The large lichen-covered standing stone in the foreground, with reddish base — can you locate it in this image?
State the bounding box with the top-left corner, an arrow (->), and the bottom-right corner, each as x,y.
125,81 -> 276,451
___
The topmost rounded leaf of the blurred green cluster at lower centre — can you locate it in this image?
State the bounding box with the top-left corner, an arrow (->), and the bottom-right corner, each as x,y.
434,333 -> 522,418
___
> **EXERCISE DIRECTIONS**: Take every line in the preceding listing that contains "image" and copy it.

> **FINISHED EXERCISE**:
The large lichen-covered standing stone in the foreground, with reddish base — can you locate it in this image?
The topmost rounded leaf of the blurred green cluster at lower centre — can you locate it in this image?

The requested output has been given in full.